Written exercise
Using the tips on a first lesson with a student, answer:
1. Roughly how long should the get-to-know-you chat with the child last?
2. What should you avoid doing until you have assessed the child yourself?
3. What subject should be left out of the get-to-know-you chat?

Source document

::::::::::

Here are some tips on what to do when you go for your first lesson with your student.
• Have a Chat with the Parents
Take some time to talk with the parents. Find out from them what they want you to do for their child. Let them tell where they feel their child is having problemsin school. Find out what their expectations are. How soon they want to start seeing progress? How many lessons do they want you to have with their child in a week? How long do they want each lesson to be?
Let the parents know how competent you are, but don’t make any promises till you have assessed the child by yourself.
•Spend some Time with the Child Chatting about Anything other than his Studies
This is a get-to-know-you session. Spend about 15 minutes. Find out the child’s hobbies, likes and dislikes. Get acquainted with the child, and get him/her to be comfortable with you.
You can trade stories with the child, telling him/her something about yourself with everything they tell you about themselves.
Try not to discuss their school classes with them. This is simply a chat to get you familiar with each other.
•Find Out which Chapters the School Teacher has Taught
Now that you have gotten to know the child, it is time to know the student. Ask them questions about school. What and what have their teachers taught them? Can they explain some chapters to you? Ask them questions about some of the subjects they have learnt.
This will give you an idea of how well they are doing in school. It will help you to pinpoint the areas where they are having problems. You will be in a better position to explain to their parents where their child needs help, what you will be focusing on, and how soon they can expect progress.

::::::::::

Stored rows
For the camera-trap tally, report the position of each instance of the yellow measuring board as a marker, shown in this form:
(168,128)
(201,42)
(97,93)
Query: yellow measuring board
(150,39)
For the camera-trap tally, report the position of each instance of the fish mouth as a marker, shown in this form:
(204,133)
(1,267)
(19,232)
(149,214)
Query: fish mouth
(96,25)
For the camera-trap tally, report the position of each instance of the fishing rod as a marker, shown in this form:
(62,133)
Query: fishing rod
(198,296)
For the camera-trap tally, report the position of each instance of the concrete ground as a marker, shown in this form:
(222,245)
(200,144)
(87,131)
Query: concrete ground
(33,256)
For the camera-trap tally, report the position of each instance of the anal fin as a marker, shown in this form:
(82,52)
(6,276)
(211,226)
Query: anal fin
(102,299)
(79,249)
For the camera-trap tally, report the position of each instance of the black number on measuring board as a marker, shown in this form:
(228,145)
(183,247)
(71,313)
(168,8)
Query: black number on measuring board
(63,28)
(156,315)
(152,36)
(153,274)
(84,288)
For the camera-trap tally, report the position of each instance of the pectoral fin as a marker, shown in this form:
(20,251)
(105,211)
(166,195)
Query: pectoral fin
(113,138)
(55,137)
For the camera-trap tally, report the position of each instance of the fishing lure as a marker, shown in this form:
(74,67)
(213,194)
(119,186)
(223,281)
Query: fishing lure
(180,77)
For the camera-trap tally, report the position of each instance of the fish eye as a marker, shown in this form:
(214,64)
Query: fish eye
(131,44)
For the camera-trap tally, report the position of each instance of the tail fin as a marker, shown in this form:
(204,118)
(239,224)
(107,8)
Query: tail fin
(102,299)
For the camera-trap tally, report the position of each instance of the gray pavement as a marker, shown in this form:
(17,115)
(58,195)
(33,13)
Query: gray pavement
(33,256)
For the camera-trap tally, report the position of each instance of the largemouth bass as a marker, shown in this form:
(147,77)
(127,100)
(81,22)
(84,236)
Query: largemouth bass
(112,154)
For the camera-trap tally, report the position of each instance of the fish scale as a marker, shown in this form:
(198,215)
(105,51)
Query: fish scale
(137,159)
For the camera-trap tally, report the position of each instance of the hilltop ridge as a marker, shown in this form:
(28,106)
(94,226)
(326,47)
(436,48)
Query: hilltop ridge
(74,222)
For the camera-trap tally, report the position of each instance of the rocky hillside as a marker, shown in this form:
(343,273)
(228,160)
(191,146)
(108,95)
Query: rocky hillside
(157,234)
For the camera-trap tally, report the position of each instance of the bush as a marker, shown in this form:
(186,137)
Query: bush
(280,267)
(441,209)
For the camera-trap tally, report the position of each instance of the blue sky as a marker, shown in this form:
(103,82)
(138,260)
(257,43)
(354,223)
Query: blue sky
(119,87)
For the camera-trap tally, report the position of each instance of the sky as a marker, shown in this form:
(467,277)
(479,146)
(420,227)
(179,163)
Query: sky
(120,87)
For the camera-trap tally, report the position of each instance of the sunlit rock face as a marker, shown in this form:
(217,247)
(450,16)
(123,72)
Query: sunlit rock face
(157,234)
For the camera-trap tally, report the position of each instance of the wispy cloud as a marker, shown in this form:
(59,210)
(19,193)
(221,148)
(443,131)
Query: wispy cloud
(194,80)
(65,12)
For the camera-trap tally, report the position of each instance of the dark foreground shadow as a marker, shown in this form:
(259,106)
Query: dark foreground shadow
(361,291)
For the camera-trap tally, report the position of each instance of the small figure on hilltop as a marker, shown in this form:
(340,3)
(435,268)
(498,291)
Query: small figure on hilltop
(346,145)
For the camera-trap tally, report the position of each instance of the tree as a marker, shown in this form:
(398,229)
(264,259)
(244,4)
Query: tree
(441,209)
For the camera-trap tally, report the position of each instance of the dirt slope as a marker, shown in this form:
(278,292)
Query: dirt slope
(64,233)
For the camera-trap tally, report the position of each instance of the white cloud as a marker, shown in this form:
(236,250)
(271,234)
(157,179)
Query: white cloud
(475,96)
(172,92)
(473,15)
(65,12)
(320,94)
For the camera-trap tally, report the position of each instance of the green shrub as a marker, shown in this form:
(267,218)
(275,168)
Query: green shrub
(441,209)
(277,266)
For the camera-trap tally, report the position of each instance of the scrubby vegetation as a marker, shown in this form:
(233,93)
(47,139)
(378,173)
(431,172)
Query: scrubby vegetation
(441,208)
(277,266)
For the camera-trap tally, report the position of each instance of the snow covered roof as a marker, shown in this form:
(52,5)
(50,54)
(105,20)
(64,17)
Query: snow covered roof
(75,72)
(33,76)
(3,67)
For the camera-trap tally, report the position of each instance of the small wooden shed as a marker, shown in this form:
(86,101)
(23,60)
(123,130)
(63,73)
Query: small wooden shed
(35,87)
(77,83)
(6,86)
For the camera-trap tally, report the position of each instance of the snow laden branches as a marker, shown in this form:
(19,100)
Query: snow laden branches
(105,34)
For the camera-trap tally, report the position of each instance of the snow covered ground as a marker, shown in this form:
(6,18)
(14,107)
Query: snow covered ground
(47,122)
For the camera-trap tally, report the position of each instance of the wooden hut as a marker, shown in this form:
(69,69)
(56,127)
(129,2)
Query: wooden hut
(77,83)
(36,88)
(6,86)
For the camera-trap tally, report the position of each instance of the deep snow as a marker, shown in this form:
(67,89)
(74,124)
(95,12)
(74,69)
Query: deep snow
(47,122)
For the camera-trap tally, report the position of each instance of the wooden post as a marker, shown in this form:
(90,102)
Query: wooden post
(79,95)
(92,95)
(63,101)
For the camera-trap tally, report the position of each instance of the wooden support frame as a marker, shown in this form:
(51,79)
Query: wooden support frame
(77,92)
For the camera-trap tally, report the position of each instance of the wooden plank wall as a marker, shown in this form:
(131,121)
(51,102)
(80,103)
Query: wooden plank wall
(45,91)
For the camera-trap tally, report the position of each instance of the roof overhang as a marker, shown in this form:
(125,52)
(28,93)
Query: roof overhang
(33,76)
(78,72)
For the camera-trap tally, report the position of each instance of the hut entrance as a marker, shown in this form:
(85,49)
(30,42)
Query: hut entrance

::::::::::

Written response
1. About 15 minutes.
2. Making any promises to the parents.
3. The child's school classes.